Put the items from the line with "Could you point out the soldier" to the line with "Could you point out the tree" into a numbered list, keeping both of those lines and dropping any blank lines.

Records contained in a dataset:
************

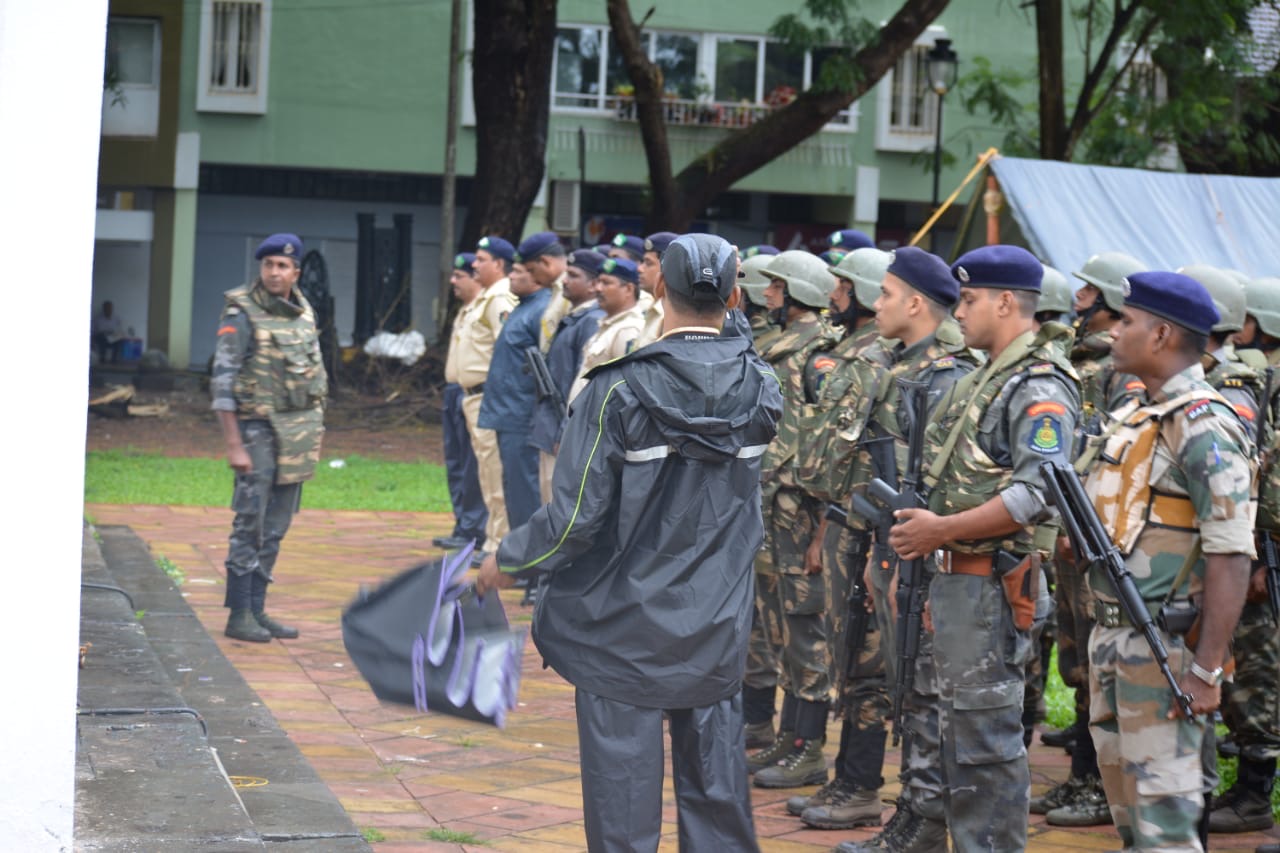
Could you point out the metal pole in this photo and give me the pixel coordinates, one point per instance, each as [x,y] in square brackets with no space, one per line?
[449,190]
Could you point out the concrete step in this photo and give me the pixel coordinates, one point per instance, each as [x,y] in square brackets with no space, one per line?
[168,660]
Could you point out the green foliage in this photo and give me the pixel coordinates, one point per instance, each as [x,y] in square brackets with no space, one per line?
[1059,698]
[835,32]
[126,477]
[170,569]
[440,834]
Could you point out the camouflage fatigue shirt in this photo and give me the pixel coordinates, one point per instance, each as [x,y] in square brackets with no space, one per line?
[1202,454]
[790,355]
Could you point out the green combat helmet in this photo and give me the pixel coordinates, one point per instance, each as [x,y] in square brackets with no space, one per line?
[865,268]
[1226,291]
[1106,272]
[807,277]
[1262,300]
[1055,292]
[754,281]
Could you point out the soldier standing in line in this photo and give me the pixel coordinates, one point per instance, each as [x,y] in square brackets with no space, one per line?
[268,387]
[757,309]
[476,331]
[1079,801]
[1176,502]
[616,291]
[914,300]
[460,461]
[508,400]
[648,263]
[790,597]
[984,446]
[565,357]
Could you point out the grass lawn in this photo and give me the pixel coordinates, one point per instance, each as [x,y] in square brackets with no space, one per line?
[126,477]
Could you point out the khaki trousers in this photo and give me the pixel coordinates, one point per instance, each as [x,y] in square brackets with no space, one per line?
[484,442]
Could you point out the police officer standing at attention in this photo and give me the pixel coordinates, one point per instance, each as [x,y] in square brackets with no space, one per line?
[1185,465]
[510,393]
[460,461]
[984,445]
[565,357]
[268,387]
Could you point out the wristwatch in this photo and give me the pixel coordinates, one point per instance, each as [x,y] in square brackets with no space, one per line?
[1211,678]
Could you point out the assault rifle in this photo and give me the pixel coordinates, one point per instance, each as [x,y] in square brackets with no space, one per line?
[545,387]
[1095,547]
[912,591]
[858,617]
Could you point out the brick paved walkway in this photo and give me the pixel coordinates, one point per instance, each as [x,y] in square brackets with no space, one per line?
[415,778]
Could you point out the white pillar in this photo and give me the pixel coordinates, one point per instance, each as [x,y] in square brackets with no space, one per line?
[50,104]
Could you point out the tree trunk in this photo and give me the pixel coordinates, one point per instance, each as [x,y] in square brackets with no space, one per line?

************

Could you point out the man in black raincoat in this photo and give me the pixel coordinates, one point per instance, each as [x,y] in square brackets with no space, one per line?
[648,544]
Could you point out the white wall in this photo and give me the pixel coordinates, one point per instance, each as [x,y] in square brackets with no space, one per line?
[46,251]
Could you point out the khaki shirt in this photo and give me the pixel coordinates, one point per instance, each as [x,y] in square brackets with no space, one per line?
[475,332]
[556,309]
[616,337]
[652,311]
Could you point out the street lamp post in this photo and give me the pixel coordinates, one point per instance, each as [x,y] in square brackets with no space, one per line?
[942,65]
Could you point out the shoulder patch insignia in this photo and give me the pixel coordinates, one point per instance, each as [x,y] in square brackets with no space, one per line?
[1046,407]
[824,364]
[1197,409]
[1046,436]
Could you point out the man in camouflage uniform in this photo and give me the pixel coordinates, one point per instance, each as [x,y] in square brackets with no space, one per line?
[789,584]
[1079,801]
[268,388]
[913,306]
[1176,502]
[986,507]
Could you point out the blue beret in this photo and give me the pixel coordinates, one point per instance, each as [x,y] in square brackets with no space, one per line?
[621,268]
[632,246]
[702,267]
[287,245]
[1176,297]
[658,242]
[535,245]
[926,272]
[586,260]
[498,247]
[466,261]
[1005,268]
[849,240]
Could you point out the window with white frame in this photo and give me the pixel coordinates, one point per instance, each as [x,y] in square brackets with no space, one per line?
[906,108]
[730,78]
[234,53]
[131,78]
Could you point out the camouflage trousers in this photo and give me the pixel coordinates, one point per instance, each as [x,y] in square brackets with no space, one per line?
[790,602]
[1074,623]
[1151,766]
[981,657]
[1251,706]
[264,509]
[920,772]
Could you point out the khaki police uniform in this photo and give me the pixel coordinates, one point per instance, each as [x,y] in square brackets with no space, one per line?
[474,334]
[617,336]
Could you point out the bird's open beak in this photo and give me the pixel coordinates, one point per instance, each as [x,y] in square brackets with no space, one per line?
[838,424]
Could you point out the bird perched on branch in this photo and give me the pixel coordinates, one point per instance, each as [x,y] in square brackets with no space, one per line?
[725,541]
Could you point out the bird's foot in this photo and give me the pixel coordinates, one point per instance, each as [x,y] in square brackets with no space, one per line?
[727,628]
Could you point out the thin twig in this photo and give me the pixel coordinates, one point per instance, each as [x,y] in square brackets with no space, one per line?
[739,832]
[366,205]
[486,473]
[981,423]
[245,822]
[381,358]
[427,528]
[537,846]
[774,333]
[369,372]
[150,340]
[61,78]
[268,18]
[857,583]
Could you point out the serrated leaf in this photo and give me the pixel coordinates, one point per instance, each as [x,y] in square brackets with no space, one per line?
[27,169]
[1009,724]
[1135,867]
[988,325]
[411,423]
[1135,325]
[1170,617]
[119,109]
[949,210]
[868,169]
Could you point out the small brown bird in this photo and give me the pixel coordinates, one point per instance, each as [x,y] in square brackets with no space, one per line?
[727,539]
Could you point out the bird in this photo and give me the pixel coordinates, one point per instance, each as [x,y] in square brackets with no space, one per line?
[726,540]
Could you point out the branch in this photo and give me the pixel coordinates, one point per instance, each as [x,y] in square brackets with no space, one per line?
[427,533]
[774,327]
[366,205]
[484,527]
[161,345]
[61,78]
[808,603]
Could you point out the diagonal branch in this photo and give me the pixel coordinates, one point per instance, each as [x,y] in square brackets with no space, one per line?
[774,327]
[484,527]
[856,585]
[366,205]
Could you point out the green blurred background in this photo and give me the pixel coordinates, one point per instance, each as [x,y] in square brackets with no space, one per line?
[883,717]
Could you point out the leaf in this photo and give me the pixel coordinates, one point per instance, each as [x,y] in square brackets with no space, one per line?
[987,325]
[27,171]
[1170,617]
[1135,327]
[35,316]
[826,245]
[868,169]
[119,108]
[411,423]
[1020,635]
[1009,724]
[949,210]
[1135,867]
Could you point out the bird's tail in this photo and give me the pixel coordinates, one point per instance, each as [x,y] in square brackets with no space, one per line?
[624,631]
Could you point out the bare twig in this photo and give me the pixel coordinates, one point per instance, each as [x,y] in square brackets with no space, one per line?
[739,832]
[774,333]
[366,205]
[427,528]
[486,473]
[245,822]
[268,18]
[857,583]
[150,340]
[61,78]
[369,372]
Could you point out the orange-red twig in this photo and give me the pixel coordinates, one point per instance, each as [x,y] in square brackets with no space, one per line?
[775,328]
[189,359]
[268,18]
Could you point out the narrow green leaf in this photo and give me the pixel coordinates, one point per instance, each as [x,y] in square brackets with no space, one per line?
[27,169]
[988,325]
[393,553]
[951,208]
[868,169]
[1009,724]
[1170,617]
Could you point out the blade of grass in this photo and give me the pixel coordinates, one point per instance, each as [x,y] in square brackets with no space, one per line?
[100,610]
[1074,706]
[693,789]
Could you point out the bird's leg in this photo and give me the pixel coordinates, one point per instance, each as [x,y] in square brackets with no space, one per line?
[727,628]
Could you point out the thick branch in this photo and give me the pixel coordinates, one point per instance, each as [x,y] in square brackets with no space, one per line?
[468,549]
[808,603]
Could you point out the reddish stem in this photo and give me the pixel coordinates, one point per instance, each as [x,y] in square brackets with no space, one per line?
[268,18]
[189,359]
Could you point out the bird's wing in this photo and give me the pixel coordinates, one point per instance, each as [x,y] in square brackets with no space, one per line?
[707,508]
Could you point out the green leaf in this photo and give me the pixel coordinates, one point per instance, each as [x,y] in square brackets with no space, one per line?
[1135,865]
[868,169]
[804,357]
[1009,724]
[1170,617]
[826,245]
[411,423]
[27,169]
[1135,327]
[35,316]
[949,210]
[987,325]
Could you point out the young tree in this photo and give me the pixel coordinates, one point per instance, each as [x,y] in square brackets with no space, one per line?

************

REPLY TO THE EXERCISE »
1. Could you point out the soldier standing in line in this photo and give me the pixel coordinates, one point per instance, each as [x,y] in square brackets with no space, one per line?
2. [268,387]
3. [757,309]
4. [476,331]
5. [1079,801]
6. [1176,502]
7. [616,291]
8. [914,300]
9. [460,461]
10. [508,400]
11. [648,263]
12. [790,597]
13. [984,446]
14. [565,357]
15. Could you point out the grass lawn in this photo and give me the pixel coordinates, one point per instance, each as [x,y] in square brackets with no space, one per line?
16. [126,477]
17. Could you point out the khaki trousers in this photo and give me the pixel coordinates, one point per instance, each as [x,y] in square brackets with no space, one per line?
18. [484,442]
19. Could you point out the police officer standing at attention in this photo and give me the pixel coordinates, one point per instance, each as [x,y] in square brackets with no space, one per line?
20. [1185,465]
21. [510,393]
22. [460,461]
23. [984,445]
24. [565,357]
25. [268,387]
26. Could you point out the wristwatch in this photo and give me the pixel coordinates, one point per instance, each as [x,y] in square brackets with no space, one per line?
27. [1211,678]
28. Could you point out the assault rifle in this photo and give me the pixel coordinates, one point per instance, each as [x,y] in square brackets with no space, one per line?
29. [545,387]
30. [1095,547]
31. [912,591]
32. [858,617]
33. Could you point out the brick paved walkway in this photo and give me the pixel coordinates, one point per instance, each as [x,y] in square brackets with no space, one per line?
34. [415,778]
35. Could you point out the white pillar in this photo and give me the pixel coordinates, one point per instance, each as [x,y] in square brackets with no space, one per line?
36. [50,104]
37. Could you point out the tree trunk in this photo and give me the pixel coordinates, one point per instance, each as [x,y] in square brackets with no space, one per line?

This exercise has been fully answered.